━━━━━ Dados mostrados
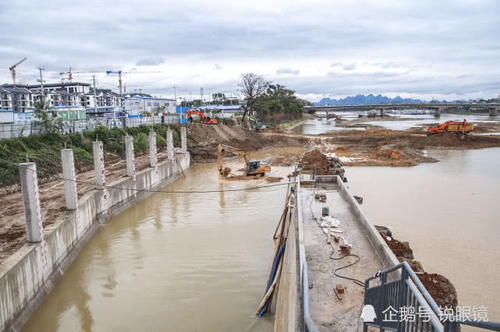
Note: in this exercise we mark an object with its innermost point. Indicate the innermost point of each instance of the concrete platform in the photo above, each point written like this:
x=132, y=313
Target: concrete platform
x=327, y=311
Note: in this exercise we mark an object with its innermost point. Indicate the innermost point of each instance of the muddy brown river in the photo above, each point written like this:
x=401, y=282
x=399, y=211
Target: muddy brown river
x=199, y=262
x=173, y=262
x=449, y=213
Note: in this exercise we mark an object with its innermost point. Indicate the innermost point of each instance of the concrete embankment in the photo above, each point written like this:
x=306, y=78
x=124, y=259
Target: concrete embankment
x=290, y=306
x=28, y=276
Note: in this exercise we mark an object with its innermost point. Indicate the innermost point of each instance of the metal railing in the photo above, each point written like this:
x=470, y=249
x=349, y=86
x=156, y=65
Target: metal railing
x=309, y=325
x=406, y=294
x=26, y=128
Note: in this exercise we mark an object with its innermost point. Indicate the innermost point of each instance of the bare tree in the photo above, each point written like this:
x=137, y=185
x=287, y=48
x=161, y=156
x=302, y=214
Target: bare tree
x=252, y=86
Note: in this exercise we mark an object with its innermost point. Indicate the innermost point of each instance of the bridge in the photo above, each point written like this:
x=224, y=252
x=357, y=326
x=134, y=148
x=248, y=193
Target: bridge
x=492, y=109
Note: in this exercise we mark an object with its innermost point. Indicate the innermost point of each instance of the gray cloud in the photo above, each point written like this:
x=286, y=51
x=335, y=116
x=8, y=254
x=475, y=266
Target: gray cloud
x=152, y=61
x=437, y=41
x=287, y=71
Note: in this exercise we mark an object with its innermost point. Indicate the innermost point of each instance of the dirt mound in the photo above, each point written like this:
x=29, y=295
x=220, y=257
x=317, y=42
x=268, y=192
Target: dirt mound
x=203, y=140
x=440, y=288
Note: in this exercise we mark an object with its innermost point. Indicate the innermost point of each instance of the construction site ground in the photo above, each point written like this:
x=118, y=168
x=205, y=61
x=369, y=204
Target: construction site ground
x=373, y=146
x=328, y=311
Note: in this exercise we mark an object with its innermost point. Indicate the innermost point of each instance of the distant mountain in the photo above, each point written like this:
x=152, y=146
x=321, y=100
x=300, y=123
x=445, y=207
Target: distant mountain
x=366, y=100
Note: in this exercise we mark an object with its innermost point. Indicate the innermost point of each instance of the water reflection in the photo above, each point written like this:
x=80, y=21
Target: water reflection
x=173, y=262
x=448, y=212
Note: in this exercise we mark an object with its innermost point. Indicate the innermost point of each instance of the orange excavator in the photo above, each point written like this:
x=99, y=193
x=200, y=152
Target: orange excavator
x=456, y=127
x=204, y=119
x=253, y=167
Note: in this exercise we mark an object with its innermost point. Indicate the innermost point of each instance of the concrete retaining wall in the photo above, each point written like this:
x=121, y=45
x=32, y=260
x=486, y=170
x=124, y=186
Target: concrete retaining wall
x=27, y=276
x=381, y=248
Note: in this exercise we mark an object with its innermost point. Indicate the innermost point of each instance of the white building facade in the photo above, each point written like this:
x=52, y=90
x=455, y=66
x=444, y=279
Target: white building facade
x=144, y=104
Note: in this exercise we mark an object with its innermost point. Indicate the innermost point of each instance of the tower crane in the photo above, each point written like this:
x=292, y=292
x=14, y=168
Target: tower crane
x=13, y=71
x=69, y=73
x=119, y=73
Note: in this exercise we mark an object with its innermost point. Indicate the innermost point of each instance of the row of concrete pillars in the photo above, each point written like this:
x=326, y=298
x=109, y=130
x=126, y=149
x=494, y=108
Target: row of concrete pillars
x=29, y=179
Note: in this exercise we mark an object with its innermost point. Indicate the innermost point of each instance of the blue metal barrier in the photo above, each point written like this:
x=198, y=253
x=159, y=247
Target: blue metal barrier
x=388, y=297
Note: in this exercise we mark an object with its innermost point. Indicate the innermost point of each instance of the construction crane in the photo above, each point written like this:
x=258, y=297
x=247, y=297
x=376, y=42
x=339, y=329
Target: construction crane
x=119, y=72
x=13, y=71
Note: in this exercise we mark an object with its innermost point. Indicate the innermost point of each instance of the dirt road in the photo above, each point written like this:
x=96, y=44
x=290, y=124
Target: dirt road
x=373, y=146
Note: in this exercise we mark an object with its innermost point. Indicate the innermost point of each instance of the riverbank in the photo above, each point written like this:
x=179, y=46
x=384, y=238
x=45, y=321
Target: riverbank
x=28, y=276
x=370, y=147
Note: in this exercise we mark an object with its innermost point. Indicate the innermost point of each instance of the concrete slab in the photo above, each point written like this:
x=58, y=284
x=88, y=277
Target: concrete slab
x=328, y=312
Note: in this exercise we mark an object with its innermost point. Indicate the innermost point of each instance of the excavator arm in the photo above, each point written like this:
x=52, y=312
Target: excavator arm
x=224, y=171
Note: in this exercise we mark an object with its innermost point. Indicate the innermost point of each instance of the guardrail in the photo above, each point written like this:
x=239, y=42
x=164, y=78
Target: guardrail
x=408, y=295
x=310, y=326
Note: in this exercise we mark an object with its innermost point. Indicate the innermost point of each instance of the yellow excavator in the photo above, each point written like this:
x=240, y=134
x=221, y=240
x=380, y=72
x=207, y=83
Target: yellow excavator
x=253, y=167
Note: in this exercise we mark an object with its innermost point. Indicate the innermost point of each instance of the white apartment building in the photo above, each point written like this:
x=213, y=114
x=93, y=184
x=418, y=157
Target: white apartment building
x=138, y=104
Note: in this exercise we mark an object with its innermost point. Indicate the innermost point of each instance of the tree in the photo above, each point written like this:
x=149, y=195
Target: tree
x=252, y=86
x=218, y=98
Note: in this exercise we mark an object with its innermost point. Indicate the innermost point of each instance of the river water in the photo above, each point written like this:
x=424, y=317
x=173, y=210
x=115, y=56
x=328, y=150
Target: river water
x=173, y=262
x=449, y=213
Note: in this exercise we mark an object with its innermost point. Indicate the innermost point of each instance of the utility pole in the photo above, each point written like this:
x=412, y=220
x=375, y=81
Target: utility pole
x=95, y=94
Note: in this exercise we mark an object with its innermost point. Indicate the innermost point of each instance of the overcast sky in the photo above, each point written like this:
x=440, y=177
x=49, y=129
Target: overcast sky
x=424, y=48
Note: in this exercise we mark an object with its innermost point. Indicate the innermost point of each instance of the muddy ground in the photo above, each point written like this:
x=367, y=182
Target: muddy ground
x=373, y=146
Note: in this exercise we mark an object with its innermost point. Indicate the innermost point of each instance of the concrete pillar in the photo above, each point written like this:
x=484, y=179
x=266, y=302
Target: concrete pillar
x=184, y=139
x=170, y=144
x=129, y=154
x=98, y=152
x=31, y=198
x=69, y=179
x=152, y=149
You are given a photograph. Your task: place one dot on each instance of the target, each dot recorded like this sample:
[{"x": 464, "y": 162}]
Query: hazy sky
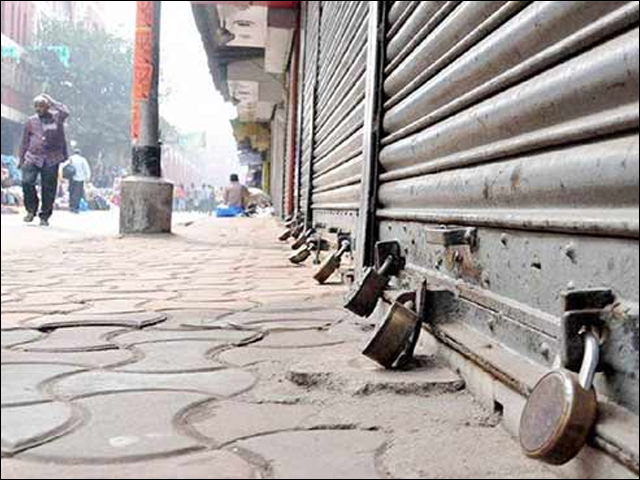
[{"x": 193, "y": 103}]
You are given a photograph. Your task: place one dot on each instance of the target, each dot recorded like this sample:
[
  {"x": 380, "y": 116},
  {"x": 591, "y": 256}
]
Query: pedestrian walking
[
  {"x": 80, "y": 175},
  {"x": 43, "y": 149}
]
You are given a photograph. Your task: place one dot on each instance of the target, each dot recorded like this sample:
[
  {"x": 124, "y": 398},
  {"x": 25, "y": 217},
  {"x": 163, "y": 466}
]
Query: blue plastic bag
[{"x": 224, "y": 211}]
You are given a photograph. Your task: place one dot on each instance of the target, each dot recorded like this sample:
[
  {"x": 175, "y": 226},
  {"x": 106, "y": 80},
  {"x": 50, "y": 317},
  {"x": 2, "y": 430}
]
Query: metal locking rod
[{"x": 386, "y": 266}]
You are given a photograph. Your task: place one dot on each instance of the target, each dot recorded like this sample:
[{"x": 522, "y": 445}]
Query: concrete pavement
[
  {"x": 206, "y": 355},
  {"x": 65, "y": 227}
]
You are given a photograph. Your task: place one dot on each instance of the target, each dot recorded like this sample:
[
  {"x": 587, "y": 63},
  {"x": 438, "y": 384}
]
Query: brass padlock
[
  {"x": 562, "y": 410},
  {"x": 363, "y": 298},
  {"x": 393, "y": 336},
  {"x": 286, "y": 235},
  {"x": 302, "y": 239},
  {"x": 331, "y": 264},
  {"x": 301, "y": 255}
]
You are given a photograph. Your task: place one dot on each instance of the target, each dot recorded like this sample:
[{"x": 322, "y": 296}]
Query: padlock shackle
[
  {"x": 386, "y": 266},
  {"x": 344, "y": 248},
  {"x": 591, "y": 360}
]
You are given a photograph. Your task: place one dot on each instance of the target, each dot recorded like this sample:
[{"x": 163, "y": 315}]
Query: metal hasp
[
  {"x": 333, "y": 262},
  {"x": 302, "y": 239},
  {"x": 582, "y": 309},
  {"x": 394, "y": 342},
  {"x": 562, "y": 409},
  {"x": 363, "y": 298},
  {"x": 303, "y": 253},
  {"x": 452, "y": 236}
]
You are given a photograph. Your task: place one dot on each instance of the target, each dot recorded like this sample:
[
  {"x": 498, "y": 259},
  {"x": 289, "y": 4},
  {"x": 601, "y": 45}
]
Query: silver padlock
[{"x": 562, "y": 409}]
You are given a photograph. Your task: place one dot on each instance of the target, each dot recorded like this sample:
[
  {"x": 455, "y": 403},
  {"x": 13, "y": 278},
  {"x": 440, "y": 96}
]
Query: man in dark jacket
[{"x": 44, "y": 148}]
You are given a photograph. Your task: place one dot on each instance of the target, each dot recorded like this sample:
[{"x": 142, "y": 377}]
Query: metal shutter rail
[{"x": 520, "y": 119}]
━━━━━━━━━━
** O que fazer **
Transforme numa lista JSON de strings as linhas que vão da linha com "of the distant" até a linha com "x=366, y=100", incluindo as duas. Use uma string para cada linha e deixe de fora as linhas em branco.

** Solução **
[
  "Note: in this exercise we mark an object with its innermost point. Indicate the innermost point of each instance of the distant mountain in the photo above, each point written like this:",
  "x=152, y=146",
  "x=321, y=100",
  "x=300, y=123",
  "x=445, y=207",
  "Target: distant mountain",
  "x=366, y=100"
]